Data provided
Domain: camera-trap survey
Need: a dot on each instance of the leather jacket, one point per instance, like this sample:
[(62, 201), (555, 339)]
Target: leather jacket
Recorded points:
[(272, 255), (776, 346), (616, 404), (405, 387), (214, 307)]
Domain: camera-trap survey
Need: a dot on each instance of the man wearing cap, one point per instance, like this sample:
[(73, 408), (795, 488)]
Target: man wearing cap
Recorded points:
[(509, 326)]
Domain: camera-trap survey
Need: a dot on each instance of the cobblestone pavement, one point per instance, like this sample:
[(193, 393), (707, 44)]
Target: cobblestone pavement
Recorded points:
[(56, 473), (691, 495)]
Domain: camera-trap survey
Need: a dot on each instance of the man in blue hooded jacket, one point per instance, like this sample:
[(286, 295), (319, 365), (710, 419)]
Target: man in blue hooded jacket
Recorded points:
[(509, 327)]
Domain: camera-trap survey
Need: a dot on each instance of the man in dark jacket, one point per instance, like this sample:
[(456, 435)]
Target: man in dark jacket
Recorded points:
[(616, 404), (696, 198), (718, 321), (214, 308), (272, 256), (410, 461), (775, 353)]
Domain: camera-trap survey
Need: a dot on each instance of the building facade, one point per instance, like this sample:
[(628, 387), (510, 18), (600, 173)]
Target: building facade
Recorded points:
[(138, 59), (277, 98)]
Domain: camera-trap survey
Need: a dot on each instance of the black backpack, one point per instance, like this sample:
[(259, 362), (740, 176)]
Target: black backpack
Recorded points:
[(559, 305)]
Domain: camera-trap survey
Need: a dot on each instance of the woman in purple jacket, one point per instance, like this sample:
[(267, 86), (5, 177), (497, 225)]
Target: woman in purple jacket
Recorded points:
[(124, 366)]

Goal
Reproduce every line of all the records above, character for character, without altering, adding, or omitting anything.

Exercise solution
Domain: camera-trap survey
Need: a dot on each instance of the leather jacket, one point per instance, like this sample:
[(62, 201), (555, 339)]
Target: leather jacket
Recorded points:
[(272, 255), (776, 346), (616, 404), (405, 387), (214, 307)]
Domain: camera-trap survey
Need: a dot on each instance of the man wearing cap, one point per instance, like this sample:
[(73, 408), (795, 488)]
Target: man wearing cap
Recorded points:
[(509, 326)]
Domain: camera-trap survey
Need: a dot on each instance of the cobblestone pavement, one point per instance, like this sample:
[(193, 393), (707, 44)]
Target: cobblestone pavement
Recorded points:
[(56, 473), (691, 495)]
Domain: camera-trap survey
Need: a dot on each instance of the man in blue hooded jacket, one point per instance, like this sample:
[(286, 295), (319, 365), (710, 419)]
Target: man in blue hooded jacket
Recorded points:
[(509, 327)]
Domain: camera-trap survey
Need: a dot on each instance of the man in dark jacket, one point per instance, like this sample:
[(456, 435)]
Target: man in dark jacket
Recorded points:
[(616, 404), (696, 198), (718, 321), (214, 308), (272, 256), (410, 461), (775, 353)]
Domain: camera-trap survey
Need: a dot on each instance of the building facade, one point per instance, like this sample:
[(628, 387), (510, 18), (600, 173)]
Target: building facade
Recorded points:
[(138, 59), (277, 98)]
Domain: camera-trap survey
Need: a dot on each instance of the black backpack, one point per instance, like this sample:
[(259, 362), (740, 176)]
Target: black backpack
Recorded points:
[(559, 305)]
Domain: camera-trap survey
Need: a dot on each instance of the woman in purple jacket, one point per instance, like this sample:
[(267, 86), (5, 177), (497, 225)]
Target: woman in purple jacket
Recorded points:
[(124, 366)]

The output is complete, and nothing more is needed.